When I first read the post, I immediately thought to myself, this guy doesn't feel rich because he probably owns at least two luxury cars and a McMansion in a very wealthy suburb of Chicago with more space than his family actually needs. In short, I could tell from the blog post that like so many lawyers who win the job lottery and end up in Biglaw or teaching at a top law school, this professor and his family spends well beyond their means even when they earn more than most of us could ever dream of.

The Legal Dollar proves that my initial conclusion about this law professor to be correct with a post that explains the full story behind this professor's lifestyle and the total amount of student debt he and his wife still have 12+ years after graduating from law school. This professor and his wife still owe more than $500k in student loans. Don't feel sorry for them. They should have spent their first several years out of school focused on paying off their loans instead of taking out more loans for their McMansion, but that is a mistake that many Americans have made. I have heard so many stories of seemingly upper-middle class families who lose everything because most of what they have was bought with credit cards and loans. I personally know people who make $100k but still struggle to pay the bills because they HAVE to have that nice apartment in Manhattan even if it means paying triple the amount of a smaller apartment in Jersey or the Bronx:
...Some commentators have been critical of the Professor, but let's take a
look at his situation as a way for young associates and those considering law
school to gain insight into what their life will be like if they are lucky
enough to win the law school lottery and earn top dollar. I previously
talked about why 145K/year does not go as far as new law grads think it will, but now we can get an example of what life is like for a lawyer more than 10 years out of law school.
┄┄┄┄┄┄┄┄┄┄┄┄┄┄┄┄┄┄┄┄
**Assignment 1**:
Answer these from the blog excerpt about the law professor's finances, one line each:
(a) How much do the professor and his wife still owe in student loans?
(b) How long after law school do they still owe it?
(c) What yearly salary does the quoted post say does not go as far as new law grads expect?
**Assignment 2**:
Decide whether each statement agrees with the blog excerpt about the law professor's finances. Give yes or no, and quote the words of the excerpt that settle it.
(a) The writer asks readers to feel sorry for the professor and his wife.
(b) The writer knows people earning $100k who still struggle to pay their bills.
(c) The writer first pictured the professor owning a McMansion in a wealthy Chicago suburb.
**Assignment 3**: Carry on the blog excerpt about the law professor's finances from where it stops.
┄┄┄┄┄┄┄┄┄┄┄┄┄┄┄┄┄┄┄┄
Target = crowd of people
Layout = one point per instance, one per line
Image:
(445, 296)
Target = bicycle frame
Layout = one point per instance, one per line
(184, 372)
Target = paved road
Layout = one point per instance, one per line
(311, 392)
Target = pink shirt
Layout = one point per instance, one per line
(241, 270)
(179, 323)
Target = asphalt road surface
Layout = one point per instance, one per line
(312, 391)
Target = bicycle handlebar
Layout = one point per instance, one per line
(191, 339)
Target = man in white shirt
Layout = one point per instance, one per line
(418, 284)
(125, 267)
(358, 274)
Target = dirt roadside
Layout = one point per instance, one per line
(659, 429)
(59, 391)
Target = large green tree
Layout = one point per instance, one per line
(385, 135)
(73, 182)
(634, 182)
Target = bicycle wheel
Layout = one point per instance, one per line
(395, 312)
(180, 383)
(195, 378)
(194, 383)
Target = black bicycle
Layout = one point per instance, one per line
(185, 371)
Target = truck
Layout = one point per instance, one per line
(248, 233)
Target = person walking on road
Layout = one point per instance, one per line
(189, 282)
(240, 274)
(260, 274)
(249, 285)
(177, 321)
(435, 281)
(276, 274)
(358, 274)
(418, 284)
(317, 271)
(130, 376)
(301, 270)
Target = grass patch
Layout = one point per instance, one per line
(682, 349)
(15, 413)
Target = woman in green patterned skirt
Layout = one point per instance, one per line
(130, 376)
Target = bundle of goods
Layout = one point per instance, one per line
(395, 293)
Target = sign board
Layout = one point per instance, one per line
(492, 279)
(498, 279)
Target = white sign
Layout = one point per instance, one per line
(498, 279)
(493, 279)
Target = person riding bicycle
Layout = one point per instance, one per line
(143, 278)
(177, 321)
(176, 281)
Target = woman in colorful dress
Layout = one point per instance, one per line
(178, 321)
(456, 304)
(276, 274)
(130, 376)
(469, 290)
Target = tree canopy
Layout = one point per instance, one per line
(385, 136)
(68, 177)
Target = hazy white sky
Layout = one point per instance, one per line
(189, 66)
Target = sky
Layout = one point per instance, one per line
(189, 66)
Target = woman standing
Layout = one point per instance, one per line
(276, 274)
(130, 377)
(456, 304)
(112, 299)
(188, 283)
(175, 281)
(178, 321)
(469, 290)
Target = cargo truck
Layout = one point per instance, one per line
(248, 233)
┄┄┄┄┄┄┄┄┄┄┄┄┄┄┄┄┄┄┄┄
**Response area 1**:
(a) More than $500k.
(b) 12+ years after graduating from law school.
(c) 145K/year.

**Response area 2**:
(a) No: "Don't feel sorry for them."
(b) Yes: "I personally know people who make $100k but still struggle to pay the bills"
(c) Yes: "a McMansion in a very wealthy suburb of Chicago"

**Response area 3**:
First, read the articles linked above and let's set the context. The Professor is a 1998 graduate of law school and spent time at Kirkland & Ellis (which typically pays top dollar.) He is also married to a doctor who apparently also makes at least a $100K/year contribution to the home.

The first thing that I note is that although the Professor has been out of
law school for 12+ years and spent time at K&E, he and his wife still have
more than $500,000 worth of student loans. We don't know the exact split
of who brought what debt to the marriage, but the existence of the debt even
after 12 years in practice should help disabuse law students of the unrealistic
idea that they will somehow just "pay back their student loans in 3 years or
so." Here's someone making top dollar with a wife working a high-paying
job and they still have $500K in loans after 12 years - yikes!

For $500K in loans, assuming an interest rate of about 6.8%, they pay
$34K/year after taxes (most likely about $51K/year pre-tax) IN INTEREST
ALONE! It's hard to know what the actual total payments are, but figure an
additional 20K/year after taxes has to go to principal (about 30K before
taxes.) This means that about $80K of their pre-tax income goes to loan
payments.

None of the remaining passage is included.